— begin —

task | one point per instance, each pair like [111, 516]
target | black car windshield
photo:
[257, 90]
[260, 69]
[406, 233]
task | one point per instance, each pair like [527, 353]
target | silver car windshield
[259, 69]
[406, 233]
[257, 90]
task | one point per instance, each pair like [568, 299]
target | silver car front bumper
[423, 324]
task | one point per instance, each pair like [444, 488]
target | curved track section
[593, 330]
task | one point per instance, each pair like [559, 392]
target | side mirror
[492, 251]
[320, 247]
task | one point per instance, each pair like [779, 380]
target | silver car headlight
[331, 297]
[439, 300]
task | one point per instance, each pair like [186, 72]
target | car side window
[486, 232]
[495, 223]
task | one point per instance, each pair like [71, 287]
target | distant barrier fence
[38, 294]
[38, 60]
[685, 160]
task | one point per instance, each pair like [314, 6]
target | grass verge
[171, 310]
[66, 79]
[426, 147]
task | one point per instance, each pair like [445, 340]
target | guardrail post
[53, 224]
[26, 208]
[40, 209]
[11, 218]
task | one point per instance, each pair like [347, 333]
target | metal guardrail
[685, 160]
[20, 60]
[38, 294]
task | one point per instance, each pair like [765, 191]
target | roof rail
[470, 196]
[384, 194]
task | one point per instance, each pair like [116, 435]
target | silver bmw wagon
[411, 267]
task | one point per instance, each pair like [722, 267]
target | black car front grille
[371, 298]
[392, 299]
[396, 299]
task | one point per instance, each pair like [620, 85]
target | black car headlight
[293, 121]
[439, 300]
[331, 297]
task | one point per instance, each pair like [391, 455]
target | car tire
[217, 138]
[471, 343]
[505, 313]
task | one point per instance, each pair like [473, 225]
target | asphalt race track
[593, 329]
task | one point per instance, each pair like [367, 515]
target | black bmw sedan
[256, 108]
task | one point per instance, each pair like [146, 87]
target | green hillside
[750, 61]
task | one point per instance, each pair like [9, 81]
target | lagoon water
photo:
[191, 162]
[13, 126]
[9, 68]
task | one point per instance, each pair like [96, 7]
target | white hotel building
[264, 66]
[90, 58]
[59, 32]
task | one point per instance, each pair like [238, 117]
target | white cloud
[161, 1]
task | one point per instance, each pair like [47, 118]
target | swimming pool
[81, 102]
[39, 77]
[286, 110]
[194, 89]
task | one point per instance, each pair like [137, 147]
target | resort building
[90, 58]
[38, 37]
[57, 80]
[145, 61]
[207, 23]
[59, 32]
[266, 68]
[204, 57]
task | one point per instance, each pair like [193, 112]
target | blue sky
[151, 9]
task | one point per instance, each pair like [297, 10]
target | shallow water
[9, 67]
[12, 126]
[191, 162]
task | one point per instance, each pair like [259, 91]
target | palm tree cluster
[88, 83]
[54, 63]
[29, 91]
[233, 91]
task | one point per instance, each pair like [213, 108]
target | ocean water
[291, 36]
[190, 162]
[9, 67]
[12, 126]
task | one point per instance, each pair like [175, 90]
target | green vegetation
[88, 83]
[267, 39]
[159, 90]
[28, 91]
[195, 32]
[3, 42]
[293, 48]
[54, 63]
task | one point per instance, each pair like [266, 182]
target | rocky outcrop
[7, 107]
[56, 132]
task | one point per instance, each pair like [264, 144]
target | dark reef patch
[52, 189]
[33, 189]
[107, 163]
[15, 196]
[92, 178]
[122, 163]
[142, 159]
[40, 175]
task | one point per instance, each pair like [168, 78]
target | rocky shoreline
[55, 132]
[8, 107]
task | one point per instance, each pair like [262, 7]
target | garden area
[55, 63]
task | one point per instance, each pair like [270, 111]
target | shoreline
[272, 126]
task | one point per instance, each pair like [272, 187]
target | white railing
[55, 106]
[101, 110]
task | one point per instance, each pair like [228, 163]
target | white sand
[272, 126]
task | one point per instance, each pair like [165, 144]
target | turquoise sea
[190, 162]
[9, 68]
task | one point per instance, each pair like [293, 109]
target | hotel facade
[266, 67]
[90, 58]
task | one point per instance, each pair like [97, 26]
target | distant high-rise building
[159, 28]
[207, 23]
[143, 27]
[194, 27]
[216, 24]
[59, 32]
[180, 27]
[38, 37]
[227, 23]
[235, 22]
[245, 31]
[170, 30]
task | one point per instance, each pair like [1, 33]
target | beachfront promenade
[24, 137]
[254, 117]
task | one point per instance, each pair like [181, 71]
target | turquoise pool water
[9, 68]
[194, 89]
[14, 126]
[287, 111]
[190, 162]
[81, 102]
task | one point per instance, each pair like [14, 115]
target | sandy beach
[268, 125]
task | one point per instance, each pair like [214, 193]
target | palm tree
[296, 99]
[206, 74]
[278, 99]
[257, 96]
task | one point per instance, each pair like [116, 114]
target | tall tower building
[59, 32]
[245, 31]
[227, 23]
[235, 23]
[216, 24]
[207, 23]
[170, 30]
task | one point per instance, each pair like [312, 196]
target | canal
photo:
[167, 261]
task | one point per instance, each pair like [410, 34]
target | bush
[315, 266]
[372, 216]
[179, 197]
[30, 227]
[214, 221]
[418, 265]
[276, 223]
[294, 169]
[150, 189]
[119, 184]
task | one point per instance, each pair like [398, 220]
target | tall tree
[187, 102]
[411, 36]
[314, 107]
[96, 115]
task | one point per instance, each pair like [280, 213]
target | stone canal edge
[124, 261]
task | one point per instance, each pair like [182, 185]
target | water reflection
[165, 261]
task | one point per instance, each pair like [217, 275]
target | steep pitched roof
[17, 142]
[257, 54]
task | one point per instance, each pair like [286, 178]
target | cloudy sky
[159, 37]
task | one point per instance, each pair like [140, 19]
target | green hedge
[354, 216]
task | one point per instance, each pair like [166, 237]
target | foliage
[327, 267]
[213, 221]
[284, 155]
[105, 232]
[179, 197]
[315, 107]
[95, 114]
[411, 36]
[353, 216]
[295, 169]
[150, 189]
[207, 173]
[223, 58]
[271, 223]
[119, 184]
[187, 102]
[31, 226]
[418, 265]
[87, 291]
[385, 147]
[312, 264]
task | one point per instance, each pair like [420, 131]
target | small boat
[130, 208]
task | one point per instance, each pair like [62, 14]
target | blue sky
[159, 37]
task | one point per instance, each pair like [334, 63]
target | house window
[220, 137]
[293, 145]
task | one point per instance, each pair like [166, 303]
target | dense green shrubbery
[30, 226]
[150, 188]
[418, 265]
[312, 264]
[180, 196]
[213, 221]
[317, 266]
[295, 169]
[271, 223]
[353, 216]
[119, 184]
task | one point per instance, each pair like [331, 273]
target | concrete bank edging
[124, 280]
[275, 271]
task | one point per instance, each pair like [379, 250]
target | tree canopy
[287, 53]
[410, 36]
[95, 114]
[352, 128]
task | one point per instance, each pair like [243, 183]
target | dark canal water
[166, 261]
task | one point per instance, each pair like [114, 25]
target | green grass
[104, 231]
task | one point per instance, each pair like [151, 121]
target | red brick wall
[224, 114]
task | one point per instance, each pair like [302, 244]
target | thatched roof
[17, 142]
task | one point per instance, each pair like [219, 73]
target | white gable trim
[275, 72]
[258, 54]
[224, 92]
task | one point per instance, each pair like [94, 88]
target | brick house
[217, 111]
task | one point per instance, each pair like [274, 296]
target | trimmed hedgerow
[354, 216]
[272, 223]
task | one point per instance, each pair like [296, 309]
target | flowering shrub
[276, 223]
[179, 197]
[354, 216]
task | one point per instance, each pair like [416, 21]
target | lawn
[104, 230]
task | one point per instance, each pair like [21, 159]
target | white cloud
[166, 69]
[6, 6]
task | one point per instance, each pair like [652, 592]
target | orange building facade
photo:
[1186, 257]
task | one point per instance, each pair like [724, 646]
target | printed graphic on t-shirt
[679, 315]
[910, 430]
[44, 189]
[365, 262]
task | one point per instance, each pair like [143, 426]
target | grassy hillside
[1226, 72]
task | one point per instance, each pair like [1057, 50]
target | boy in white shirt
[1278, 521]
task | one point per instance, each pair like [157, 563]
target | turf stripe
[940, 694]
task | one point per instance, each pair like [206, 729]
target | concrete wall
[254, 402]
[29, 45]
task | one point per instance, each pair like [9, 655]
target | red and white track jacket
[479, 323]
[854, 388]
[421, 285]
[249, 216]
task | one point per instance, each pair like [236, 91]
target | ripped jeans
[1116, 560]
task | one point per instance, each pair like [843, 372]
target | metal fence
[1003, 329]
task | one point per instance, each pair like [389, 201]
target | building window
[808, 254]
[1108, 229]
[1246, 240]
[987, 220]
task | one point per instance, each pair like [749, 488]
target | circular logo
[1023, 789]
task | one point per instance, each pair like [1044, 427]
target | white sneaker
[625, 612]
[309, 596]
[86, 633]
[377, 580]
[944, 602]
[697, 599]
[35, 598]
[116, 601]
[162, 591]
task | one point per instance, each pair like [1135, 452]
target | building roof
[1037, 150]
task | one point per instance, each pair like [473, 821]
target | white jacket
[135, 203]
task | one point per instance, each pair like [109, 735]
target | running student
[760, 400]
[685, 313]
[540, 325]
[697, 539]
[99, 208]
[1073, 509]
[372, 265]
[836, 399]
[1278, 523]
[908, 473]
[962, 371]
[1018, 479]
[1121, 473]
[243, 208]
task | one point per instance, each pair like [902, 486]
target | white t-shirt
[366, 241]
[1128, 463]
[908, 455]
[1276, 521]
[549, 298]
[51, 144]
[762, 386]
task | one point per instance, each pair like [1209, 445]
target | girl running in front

— end —

## EXERCISE BRIEF
Copy word for word the data lines starting at the line that contains "task | one point per instance, each pair like [843, 372]" and ending at the line that contains "[1023, 789]", including both of those lines.

## ANSWER TO THIS EXERCISE
task | one point per instance, each pair like [843, 372]
target | metal fence
[1003, 329]
task | one point per instance, each pair like [389, 201]
target | building window
[808, 254]
[1108, 229]
[1246, 240]
[987, 220]
task | one point per instance, each pair like [749, 488]
target | circular logo
[1023, 789]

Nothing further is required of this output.